- **Exercise input**:
•••

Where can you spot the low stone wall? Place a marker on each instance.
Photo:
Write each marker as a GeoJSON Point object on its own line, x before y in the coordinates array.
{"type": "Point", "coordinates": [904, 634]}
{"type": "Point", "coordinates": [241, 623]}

•••

- **The problem**: Shift every point coordinate in the answers by adding 131 to it, and write out all lines of the entries above again, requests included.

- **The answer**:
Where can you spot the low stone wall? Place a marker on each instance.
Photo:
Write each marker as a GeoJSON Point object on its own line, x before y in the coordinates array.
{"type": "Point", "coordinates": [1035, 765]}
{"type": "Point", "coordinates": [372, 754]}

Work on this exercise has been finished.